(ABOUT THIS TASK): Your response should be every line from the entries that includes the string "hand".

SUPPLIED DATA START

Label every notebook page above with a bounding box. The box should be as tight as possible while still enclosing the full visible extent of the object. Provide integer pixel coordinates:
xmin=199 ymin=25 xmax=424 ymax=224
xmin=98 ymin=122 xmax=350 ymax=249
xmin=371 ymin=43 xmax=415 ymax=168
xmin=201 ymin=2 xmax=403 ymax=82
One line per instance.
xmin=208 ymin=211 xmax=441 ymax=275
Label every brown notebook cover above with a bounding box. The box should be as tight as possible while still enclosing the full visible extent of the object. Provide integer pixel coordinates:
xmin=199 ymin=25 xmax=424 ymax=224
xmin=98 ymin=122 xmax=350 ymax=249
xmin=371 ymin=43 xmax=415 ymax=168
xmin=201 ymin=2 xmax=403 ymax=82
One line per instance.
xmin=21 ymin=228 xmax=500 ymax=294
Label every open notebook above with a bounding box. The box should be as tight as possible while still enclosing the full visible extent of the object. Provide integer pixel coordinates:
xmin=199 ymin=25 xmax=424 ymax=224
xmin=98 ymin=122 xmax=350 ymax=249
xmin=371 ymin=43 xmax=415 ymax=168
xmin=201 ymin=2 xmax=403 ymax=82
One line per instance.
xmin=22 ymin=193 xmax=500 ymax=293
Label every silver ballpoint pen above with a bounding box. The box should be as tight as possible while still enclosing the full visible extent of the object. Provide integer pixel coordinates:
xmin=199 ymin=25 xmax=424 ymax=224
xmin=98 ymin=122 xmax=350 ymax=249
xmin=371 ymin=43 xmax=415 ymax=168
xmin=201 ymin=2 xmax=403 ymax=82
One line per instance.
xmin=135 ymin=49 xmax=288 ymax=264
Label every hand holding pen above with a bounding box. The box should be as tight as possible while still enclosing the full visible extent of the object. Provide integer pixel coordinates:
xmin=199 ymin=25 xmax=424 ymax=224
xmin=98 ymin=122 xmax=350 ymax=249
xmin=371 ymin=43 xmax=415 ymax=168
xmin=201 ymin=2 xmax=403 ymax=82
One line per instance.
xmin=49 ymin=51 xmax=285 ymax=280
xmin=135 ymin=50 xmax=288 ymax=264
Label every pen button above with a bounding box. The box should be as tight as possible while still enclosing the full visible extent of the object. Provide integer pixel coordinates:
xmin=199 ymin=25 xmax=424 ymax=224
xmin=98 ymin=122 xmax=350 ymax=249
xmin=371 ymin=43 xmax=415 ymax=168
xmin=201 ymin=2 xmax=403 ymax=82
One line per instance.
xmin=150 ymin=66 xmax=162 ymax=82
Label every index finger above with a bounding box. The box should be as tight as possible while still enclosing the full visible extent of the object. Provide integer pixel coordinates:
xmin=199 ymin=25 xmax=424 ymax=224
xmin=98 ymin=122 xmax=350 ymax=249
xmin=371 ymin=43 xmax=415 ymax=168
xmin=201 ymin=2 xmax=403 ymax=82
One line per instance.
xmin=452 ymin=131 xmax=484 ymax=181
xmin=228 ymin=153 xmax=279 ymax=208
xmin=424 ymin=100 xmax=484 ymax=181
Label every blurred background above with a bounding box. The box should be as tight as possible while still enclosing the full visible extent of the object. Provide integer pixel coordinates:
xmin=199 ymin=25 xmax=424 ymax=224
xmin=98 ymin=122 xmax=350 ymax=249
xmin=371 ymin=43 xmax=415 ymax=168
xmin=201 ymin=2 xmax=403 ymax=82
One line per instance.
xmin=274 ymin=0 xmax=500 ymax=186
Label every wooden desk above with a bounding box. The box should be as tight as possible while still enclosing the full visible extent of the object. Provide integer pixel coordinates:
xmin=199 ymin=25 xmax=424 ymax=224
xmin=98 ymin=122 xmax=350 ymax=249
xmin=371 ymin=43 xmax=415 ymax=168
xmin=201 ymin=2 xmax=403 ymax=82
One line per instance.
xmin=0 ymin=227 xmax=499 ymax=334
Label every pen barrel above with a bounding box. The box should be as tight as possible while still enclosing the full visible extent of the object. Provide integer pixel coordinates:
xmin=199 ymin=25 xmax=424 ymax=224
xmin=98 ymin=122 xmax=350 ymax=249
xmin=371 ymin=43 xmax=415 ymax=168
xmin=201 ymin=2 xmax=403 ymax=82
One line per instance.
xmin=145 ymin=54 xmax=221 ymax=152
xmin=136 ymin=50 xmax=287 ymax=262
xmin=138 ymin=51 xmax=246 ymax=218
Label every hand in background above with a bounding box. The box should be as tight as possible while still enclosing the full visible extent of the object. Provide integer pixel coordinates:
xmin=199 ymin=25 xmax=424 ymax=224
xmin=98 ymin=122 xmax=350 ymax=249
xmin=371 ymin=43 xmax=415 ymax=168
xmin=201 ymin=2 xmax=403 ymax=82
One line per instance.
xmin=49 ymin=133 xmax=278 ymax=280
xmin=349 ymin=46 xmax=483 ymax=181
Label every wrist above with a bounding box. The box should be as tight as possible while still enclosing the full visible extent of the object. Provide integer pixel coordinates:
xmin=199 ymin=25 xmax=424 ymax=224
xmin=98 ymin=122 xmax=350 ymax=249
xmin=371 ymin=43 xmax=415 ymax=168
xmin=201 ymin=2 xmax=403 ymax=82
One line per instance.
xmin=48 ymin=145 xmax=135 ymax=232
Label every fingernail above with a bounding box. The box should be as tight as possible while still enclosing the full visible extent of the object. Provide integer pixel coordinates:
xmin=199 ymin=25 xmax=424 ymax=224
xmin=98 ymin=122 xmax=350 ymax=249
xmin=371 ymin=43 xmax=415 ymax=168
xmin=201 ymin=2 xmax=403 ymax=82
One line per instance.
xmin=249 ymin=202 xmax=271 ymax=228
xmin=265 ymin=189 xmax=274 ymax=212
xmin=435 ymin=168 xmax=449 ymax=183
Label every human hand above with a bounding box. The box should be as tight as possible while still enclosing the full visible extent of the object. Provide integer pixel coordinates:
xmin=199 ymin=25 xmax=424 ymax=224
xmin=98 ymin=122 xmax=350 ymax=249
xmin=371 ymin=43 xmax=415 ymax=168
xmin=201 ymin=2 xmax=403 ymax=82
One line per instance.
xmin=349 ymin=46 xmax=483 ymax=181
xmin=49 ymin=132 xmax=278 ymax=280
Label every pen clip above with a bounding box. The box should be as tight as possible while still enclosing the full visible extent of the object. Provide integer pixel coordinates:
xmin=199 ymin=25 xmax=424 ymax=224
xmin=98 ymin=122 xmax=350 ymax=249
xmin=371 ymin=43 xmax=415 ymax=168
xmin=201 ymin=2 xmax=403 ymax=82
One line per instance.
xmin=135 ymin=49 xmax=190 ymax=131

SUPPLIED DATA END

(FINISHED TASK):
Label every hand holding pen above with a bounding box. The box should be as tight as possible while still enclosing the full visible extent of the object. Provide integer pixel coordinates:
Label every hand in background above with a bounding box. The box should be as tight as possible while still enclosing the full visible extent of the object. Provide integer pixel coordinates:
Label every human hand above with a bounding box. The box should be as tight as possible while still enclosing the full visible extent of the object. Provide integer pixel coordinates:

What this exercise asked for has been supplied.